▶ [WHAT THE TASK ASKS]: Restate each of the lines below word for word and drop every picture.

▶ [EXTRACTED INFORMATION]:
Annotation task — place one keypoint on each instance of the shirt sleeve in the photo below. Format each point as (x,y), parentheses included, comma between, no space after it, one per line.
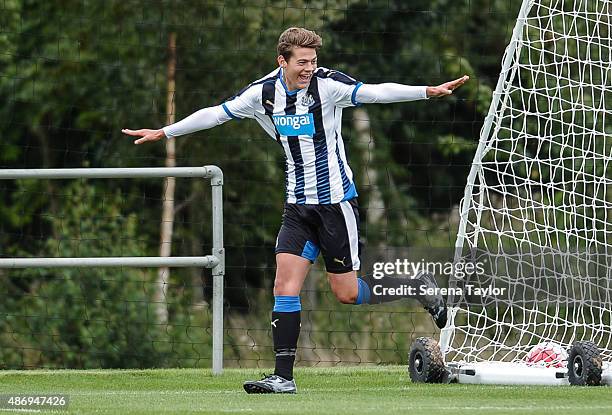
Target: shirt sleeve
(200,120)
(244,104)
(343,88)
(389,92)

▶ [ANSWER TO THE EXERCISE]:
Annotation task — place one keypoint on each instance of the shirt sleeve in the photo below. Format each point as (x,y), parentheses included, comma between, no space after it, one per line.
Target: shirt sleeve
(200,120)
(244,104)
(343,88)
(389,92)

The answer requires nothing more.